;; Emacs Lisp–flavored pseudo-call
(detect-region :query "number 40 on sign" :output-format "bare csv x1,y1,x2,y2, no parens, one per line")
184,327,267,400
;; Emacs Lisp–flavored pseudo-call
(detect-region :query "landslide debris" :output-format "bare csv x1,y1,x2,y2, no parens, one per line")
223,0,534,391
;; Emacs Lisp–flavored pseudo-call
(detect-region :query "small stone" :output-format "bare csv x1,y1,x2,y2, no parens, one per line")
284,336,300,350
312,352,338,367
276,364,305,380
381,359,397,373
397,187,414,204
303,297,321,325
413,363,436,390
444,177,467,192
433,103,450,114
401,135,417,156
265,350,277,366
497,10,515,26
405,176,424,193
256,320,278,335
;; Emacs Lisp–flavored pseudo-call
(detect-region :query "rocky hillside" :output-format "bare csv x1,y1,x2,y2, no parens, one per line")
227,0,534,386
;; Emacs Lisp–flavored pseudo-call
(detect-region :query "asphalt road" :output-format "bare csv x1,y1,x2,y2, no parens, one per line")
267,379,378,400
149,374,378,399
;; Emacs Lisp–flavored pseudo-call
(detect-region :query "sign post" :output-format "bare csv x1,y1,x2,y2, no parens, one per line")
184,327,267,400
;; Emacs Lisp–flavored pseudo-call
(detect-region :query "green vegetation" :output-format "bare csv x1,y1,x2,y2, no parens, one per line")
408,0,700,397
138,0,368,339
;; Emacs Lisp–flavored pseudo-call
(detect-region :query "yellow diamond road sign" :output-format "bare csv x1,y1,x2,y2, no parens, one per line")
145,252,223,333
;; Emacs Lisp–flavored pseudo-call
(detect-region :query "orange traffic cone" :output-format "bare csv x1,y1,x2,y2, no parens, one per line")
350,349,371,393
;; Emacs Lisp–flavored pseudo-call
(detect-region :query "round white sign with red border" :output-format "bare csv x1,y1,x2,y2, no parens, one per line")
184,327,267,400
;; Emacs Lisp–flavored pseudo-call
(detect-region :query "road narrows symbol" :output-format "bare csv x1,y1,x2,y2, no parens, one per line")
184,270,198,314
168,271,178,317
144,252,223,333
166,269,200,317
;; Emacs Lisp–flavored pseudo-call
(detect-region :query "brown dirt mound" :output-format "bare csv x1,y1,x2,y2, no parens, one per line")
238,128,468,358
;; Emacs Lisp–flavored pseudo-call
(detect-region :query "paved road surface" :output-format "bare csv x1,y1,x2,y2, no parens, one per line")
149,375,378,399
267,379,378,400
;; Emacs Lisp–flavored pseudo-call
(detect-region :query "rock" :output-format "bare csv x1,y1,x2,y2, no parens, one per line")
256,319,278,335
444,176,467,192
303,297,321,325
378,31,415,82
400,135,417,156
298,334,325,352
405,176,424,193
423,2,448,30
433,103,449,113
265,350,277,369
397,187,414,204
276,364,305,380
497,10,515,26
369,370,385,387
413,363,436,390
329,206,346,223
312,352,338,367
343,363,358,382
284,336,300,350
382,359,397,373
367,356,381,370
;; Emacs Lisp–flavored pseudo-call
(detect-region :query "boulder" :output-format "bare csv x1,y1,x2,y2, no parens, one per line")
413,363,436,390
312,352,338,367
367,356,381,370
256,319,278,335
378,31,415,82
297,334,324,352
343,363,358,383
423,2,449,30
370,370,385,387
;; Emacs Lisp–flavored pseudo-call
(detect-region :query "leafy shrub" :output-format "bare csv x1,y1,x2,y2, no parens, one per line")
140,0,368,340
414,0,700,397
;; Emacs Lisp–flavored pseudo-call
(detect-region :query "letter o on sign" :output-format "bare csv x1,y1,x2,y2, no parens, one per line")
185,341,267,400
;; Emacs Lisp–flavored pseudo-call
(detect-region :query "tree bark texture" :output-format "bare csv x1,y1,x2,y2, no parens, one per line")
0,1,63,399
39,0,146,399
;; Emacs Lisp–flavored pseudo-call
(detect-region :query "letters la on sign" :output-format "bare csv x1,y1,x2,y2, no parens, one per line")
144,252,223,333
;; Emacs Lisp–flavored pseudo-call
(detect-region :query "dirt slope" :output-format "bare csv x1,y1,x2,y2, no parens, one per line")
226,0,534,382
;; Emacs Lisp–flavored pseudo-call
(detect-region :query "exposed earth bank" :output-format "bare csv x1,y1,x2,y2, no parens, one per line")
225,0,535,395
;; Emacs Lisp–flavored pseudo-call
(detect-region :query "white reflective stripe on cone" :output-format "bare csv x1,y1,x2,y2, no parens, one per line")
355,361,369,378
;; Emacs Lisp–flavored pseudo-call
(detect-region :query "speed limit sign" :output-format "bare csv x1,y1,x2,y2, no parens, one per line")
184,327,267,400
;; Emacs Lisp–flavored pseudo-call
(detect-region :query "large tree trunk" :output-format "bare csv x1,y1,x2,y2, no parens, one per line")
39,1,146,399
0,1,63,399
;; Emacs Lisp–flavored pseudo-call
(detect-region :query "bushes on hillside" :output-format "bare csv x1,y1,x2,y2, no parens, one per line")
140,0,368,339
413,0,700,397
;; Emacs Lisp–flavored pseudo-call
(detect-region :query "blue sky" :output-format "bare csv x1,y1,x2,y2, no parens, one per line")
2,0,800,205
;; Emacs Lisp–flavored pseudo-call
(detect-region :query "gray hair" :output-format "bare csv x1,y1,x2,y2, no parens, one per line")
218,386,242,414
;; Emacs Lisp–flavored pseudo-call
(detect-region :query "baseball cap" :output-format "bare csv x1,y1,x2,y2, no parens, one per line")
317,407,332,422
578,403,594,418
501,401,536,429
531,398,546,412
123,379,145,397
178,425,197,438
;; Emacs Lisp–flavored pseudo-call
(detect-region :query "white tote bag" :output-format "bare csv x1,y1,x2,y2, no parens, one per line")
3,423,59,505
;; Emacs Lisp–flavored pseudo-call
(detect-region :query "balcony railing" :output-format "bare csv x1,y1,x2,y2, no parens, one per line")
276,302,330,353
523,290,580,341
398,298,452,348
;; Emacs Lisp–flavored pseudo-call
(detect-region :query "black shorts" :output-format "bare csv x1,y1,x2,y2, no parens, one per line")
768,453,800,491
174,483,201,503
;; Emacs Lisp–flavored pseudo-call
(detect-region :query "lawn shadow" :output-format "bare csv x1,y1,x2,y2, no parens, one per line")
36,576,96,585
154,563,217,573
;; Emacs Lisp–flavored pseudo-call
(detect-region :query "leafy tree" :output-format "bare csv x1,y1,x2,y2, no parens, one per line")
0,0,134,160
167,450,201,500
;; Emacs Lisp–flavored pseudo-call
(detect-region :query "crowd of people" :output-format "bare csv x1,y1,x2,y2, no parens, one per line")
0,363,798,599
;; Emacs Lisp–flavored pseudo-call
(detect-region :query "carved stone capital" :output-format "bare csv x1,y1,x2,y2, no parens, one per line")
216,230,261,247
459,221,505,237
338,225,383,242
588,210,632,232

TASK OBJECTIVE: Return all of the data above exactly, leaving out no line.

TASK SOLUTION:
;; Emacs Lisp–flavored pseudo-call
(detect-region :query "number 40 on sign" :output-format "bare csv x1,y1,x2,y2, no parens, one per line")
184,327,267,400
;; Emacs Lisp–flavored pseudo-call
(detect-region :query "landslide debris" :output-format "bare csv x1,y1,x2,y2, no parens, one per line")
223,0,534,391
;; Emacs Lisp–flavored pseudo-call
(detect-region :query "small stone" :output-format "bare csv x1,y1,x2,y2, no parens, one per line")
284,336,300,350
312,352,338,367
276,364,305,380
381,359,397,373
397,187,414,204
303,297,321,325
413,363,436,390
444,177,467,192
433,103,450,114
401,135,417,156
265,350,277,366
497,10,515,26
405,176,424,193
256,320,278,335
;; Emacs Lisp–flavored pseudo-call
(detect-region :query "rocky hillside" :output-format "bare csv x1,y1,x2,y2, no parens, one per line")
227,0,534,386
;; Emacs Lisp–flavored pseudo-call
(detect-region :query "asphalt road" :output-format "bare csv x1,y1,x2,y2, no parens, one per line")
267,379,378,400
149,374,378,399
;; Emacs Lisp–flavored pseudo-call
(detect-region :query "sign post" :output-format "bare csv x1,y1,x2,y2, no parens, one per line")
184,327,267,400
;; Emacs Lisp–flavored pseudo-call
(detect-region :query "green vegetation" :output-format "bare csv x1,y1,x2,y2, no parens, one per line")
408,0,700,397
138,0,368,339
;; Emacs Lisp–flavored pseudo-call
(detect-region :query "yellow diamond road sign" :output-format "bare csv x1,y1,x2,y2, no parens, one per line")
145,252,223,333
;; Emacs Lisp–flavored pseudo-call
(detect-region :query "orange traffic cone" :output-format "bare csv x1,y1,x2,y2, no parens, one per line")
350,349,371,393
;; Emacs Lisp–flavored pseudo-call
(detect-region :query "round white sign with red border" :output-format "bare csv x1,y1,x2,y2, no parens, one per line")
184,327,267,400
;; Emacs Lisp–flavored pseudo-call
(detect-region :query "road narrows symbol" :output-format "bare csv x1,y1,x2,y2, no parens, one per line")
184,270,198,314
168,271,178,317
144,252,223,333
166,269,200,317
;; Emacs Lisp–flavored pseudo-call
(detect-region :query "brown dirt mound" :output-format "bare csv x1,y1,x2,y2, no parens, one per line")
238,128,468,358
;; Emacs Lisp–flavored pseudo-call
(detect-region :query "paved road surface" :output-format "bare csv x1,y1,x2,y2, no parens, one per line")
149,375,378,399
267,379,378,400
;; Emacs Lisp–flavored pseudo-call
(detect-region :query "rock" :output-format "bare csv x1,y1,x2,y2, no parens, one per line")
256,319,278,335
444,176,467,192
303,297,321,325
378,31,415,82
400,135,417,156
298,334,325,352
405,176,424,193
423,2,448,30
433,103,449,113
265,350,277,369
397,187,414,204
276,364,305,380
497,10,515,26
369,370,385,387
413,363,436,390
329,206,346,223
312,352,338,367
343,363,358,382
284,336,300,350
382,359,397,373
367,356,381,370
;; Emacs Lisp–flavored pseudo-call
(detect-region :query "boulder" :output-format "bare csv x1,y1,x2,y2, no parens, one per line")
413,363,436,390
312,352,338,367
367,356,381,370
256,319,278,335
378,31,415,82
297,334,324,352
343,363,358,383
423,2,449,30
370,370,385,387
;; Emacs Lisp–flavored pseudo-call
(detect-region :query "leafy shrub" :output-format "bare csv x1,y1,x2,y2, no parens, one per line")
140,0,368,340
414,0,700,397
;; Emacs Lisp–flavored pseudo-call
(detect-region :query "letter o on sign" :output-format "bare csv x1,y1,x2,y2, no parens, one per line")
185,341,267,400
;; Emacs Lisp–flavored pseudo-call
(detect-region :query "tree bark texture" :output-format "bare csv x1,y1,x2,y2, no parens, one per line")
0,1,63,399
39,0,146,399
;; Emacs Lisp–flavored pseudo-call
(detect-region :query "letters la on sign" :output-format "bare csv x1,y1,x2,y2, no parens, one per line")
144,252,223,333
;; Emacs Lisp–flavored pseudo-call
(detect-region :query "dirt slope" :output-format "bare csv x1,y1,x2,y2, no parens, one per line")
226,0,534,382
;; Emacs Lisp–flavored pseudo-call
(detect-region :query "exposed earth bank" :output-format "bare csv x1,y1,x2,y2, no parens, one per line")
225,0,535,395
;; Emacs Lisp–flavored pseudo-call
(detect-region :query "white reflective stripe on cone" :output-format "bare csv x1,y1,x2,y2, no parens, one per line")
355,361,369,378
;; Emacs Lisp–flavored pseudo-call
(detect-region :query "speed limit sign" :output-format "bare csv x1,y1,x2,y2, no parens, one per line")
184,327,267,400
;; Emacs Lisp–flavored pseudo-call
(detect-region :query "large tree trunk" :output-format "bare csv x1,y1,x2,y2, no parens, one per line")
39,1,146,399
0,1,63,399
;; Emacs Lisp–flavored pseudo-call
(detect-region :query "bushes on hillside" :output-format "bare csv x1,y1,x2,y2, no parens, one per line")
140,0,368,339
413,0,700,397
;; Emacs Lisp–flavored pseudo-call
(detect-region :query "blue sky" :output-format "bare csv x1,y1,x2,y2, no parens, one per line")
2,0,800,205
;; Emacs Lisp–flavored pseudo-call
(detect-region :query "gray hair" :output-format "bare csv x1,y1,x2,y2, no parens, one per line")
218,386,242,414
;; Emacs Lisp–flavored pseudo-call
(detect-region :query "baseball cap" :output-format "bare csv x1,y1,x2,y2, no parens, one per line")
317,407,332,422
578,403,594,418
501,401,536,429
531,398,546,412
123,379,145,397
178,425,197,438
;; Emacs Lisp–flavored pseudo-call
(detect-region :query "white tote bag" :output-format "bare csv x1,y1,x2,y2, no parens, one per line")
3,423,59,505
;; Emacs Lisp–flavored pseudo-call
(detect-region :query "balcony railing" :output-format "bare csv x1,y1,x2,y2, no parens, one per line")
276,302,330,353
523,290,580,341
398,298,452,348
;; Emacs Lisp–flavored pseudo-call
(detect-region :query "black shorts" :output-format "bare csv x1,y1,x2,y2, no parens, one per line")
768,453,800,491
174,483,201,503
;; Emacs Lisp–flavored pseudo-call
(detect-region :query "lawn shadow" :output-format "bare csv x1,y1,x2,y2, no parens, one per line")
36,576,96,585
154,563,217,573
;; Emacs Lisp–flavored pseudo-call
(detect-region :query "leafy tree" :output-format "bare csv x1,y1,x2,y2, no parens, one per line")
0,0,134,160
167,450,201,500
;; Emacs Lisp–flavored pseudo-call
(detect-region :query "crowd of people" :output-format "bare csv x1,y1,x2,y2, no parens, one per line")
0,363,798,599
;; Emacs Lisp–flavored pseudo-call
(detect-region :query "carved stone capital" :output-format "bare csv x1,y1,x2,y2, no parens, one per line")
216,230,261,247
459,221,505,237
338,225,383,242
588,210,632,232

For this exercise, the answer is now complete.